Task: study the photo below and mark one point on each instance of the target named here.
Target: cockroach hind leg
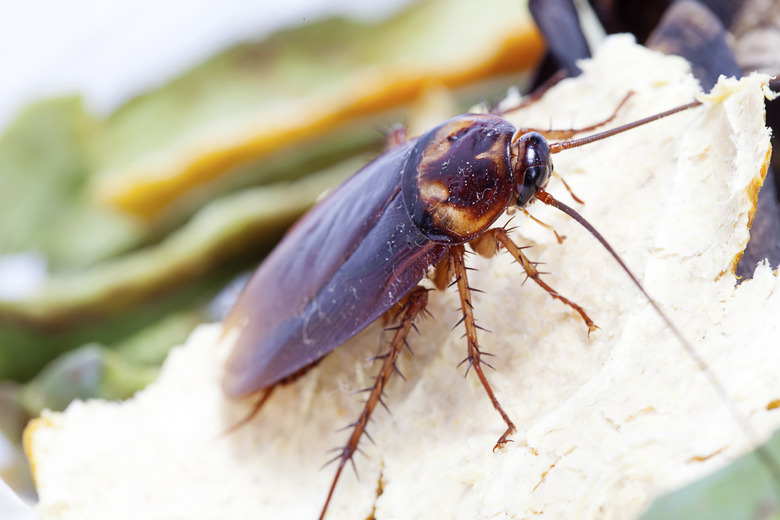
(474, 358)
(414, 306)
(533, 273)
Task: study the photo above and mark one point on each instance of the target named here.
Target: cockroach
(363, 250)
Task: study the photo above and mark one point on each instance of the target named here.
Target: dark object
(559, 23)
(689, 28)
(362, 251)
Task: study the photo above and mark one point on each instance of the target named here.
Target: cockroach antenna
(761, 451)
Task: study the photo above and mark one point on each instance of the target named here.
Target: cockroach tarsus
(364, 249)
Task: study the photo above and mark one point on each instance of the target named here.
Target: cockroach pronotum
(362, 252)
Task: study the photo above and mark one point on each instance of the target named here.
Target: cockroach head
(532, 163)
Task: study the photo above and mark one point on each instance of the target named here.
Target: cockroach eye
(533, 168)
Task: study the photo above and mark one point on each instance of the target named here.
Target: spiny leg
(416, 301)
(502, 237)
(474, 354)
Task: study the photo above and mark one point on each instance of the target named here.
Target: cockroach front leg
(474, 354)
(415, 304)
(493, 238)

■ ■ ■ ■ ■ ■ ■

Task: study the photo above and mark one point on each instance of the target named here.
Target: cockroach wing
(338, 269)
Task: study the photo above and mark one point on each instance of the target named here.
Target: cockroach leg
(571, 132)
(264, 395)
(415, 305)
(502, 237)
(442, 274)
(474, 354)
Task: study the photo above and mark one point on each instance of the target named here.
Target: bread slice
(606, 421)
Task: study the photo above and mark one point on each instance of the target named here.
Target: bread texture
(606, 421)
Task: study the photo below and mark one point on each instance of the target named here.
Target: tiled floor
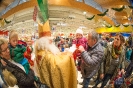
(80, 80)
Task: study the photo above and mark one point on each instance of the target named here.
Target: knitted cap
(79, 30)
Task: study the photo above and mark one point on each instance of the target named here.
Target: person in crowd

■ ■ ■ ■ ■ ■ ■

_DO THIS_. Count the rows above that contain the string "bread", matching case exactly, and reply with the number alone.

_EXERCISE SOLUTION_. 2